## Exercices:
(1) D'après l'extrait sur les grèves de 1886, dans quelles régions les ouvriers abandonnèrent-ils leur travail ?
(2) Poursuivez l'extrait sur les grèves de 1886 après sa dernière phrase.

(Paru à Bruxelles, en 1945, chez La Renaissance du Livre)
(page 78) A peine la solution donnée au problème scolaire par la modération du nouveau cabinet eût-elle amené un calme relatif dans la vie politique du pays, qu'un nouvel orage se déchaîna bientôt en ouragan. On apprit tout à coup, en juin 1886, que dans les régions industrielles du pays de Liége et surtout du Hainaut, des ouvriers, d'abord par centaines, puis par milliers, abandonnaient leur travail et se formaient en bandes compactes. Dans le sillage des drapeaux rouges, s'excitant les uns les autres par des chants et des clameurs révolutionnaires, ces grévistes allaient, en rangs serrés, d'usine en usine, de charbonnage en charbonnage, de verrerie en verrerie, faisant arrêter les machines, molestant les ingénieurs et les contremaîtres, proférant des revendications et des menaces. Les autorités locales qui avaient voulu s'interposer avaient été bientôt débordées. Il ne s’agissait plus d'une de ces émeutes tapageuses, mais sans grande profondeur, auxquelles le traditionnel « à bas la calotte » servait de cri de ralliement et dont quelques villes offraient périodiquement le spectacle, surtout au moment des élections. Cette fois, les visages étaient sombres et farouches. Se mêlant aux cortèges, des femmes hurlaient leur misère et réclamaient du pain. Des voies de fait de toute nature, des commencements (page 78) de pillages et d'incendies faisaient redouter une jacquerie générale.

## Liste des lignes:

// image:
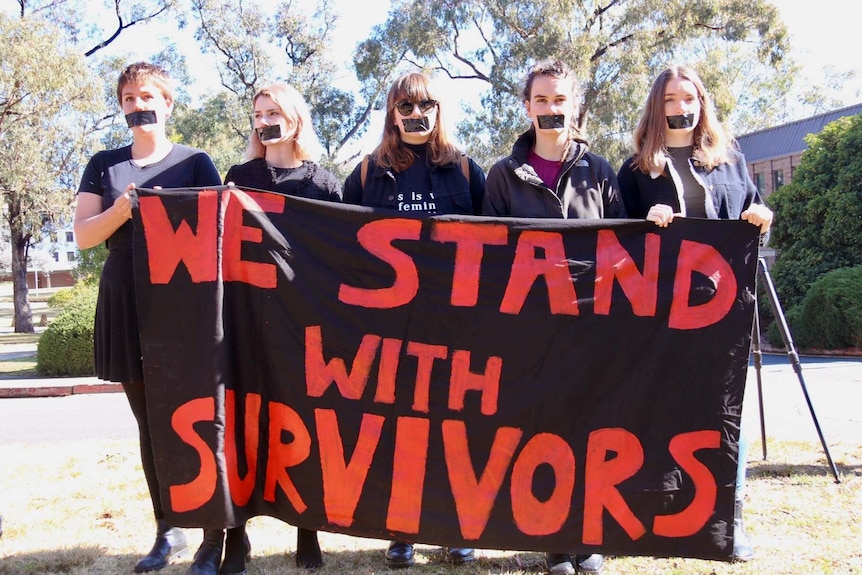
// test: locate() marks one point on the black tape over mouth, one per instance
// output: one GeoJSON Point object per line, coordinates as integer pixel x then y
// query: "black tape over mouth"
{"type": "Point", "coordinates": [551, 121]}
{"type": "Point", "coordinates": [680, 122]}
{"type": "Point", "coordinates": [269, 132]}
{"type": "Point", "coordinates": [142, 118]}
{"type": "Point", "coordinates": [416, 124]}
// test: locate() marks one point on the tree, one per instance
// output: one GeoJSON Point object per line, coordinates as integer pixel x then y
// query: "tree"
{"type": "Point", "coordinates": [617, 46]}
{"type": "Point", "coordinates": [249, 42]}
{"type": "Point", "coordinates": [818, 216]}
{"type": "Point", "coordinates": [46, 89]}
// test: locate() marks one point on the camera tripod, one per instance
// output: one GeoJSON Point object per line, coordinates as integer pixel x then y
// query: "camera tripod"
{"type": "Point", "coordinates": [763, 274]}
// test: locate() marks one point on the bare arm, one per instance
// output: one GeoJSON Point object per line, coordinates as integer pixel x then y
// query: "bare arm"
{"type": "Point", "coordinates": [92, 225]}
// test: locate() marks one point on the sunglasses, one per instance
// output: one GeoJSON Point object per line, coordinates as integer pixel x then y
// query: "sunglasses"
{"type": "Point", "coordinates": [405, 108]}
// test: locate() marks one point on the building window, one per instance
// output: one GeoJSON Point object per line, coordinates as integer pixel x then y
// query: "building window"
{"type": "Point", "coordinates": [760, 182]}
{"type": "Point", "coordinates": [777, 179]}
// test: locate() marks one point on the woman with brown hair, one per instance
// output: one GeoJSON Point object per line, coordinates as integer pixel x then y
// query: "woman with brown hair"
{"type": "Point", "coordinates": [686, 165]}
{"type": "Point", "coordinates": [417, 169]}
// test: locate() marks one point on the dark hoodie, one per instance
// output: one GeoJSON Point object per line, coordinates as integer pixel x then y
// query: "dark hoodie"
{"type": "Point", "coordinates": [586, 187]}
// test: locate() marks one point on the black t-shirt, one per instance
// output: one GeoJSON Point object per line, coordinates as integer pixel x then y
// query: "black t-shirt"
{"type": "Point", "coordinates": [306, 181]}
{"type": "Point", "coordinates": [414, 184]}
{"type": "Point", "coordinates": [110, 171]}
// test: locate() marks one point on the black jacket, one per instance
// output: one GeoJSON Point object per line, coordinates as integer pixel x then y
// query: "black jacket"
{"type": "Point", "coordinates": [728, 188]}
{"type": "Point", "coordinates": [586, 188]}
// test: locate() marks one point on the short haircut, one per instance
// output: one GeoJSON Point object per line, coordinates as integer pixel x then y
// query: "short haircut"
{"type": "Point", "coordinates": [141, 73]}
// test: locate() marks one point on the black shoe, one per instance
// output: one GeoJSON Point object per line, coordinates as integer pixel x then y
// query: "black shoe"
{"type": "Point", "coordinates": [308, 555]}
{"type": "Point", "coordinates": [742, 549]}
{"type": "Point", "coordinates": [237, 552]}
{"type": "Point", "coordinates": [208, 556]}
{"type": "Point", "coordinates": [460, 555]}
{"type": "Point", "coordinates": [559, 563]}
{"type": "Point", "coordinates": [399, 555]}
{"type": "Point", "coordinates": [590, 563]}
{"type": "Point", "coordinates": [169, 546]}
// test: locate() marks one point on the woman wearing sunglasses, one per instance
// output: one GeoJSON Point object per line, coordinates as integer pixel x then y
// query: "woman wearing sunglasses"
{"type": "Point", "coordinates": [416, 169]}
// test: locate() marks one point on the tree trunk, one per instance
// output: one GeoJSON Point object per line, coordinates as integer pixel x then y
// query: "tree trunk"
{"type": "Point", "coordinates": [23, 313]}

## Réponses:
(1) Dans les régions industrielles du pays de Liége et surtout du Hainaut.

(2)
A Bruxelles, l'émotion fut grande. Face au péril, le gouvernement prit aussitôt des mesures énergiques pour rétablir l'ordre. La gendarmerie, puis des forces militaires furent appelées à la rescousse sous le commandement du général van der Smissen, vieil officier qui avait participé à l'expédition du Mexique et était connu pour avoir la poigne rude. Au bout de quelques jours, le mouvement d'insurrection fut contenu et réprimé.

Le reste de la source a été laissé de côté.